Please rewrite the data below with "white shirt" changed to "dark jacket" and everything else kept the same. Leave the pictures out of your answer.

%%

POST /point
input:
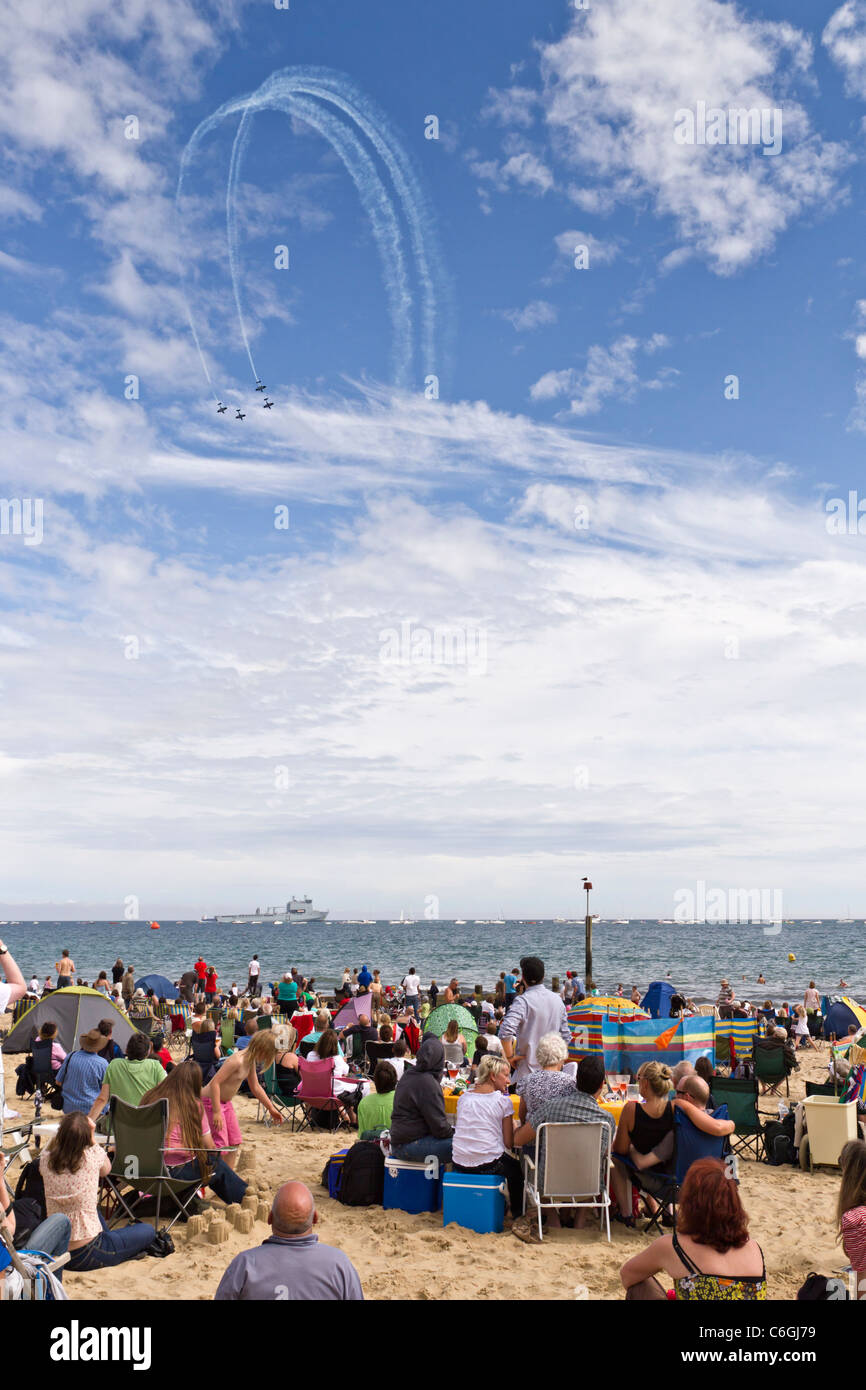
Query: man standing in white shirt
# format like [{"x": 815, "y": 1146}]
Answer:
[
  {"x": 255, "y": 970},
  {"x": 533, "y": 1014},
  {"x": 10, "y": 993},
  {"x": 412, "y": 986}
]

%%

§ Complete answer:
POST /point
input:
Query: man standing in dark jacket
# format like [{"x": 815, "y": 1146}]
Answer:
[
  {"x": 255, "y": 970},
  {"x": 533, "y": 1014},
  {"x": 10, "y": 993},
  {"x": 412, "y": 986}
]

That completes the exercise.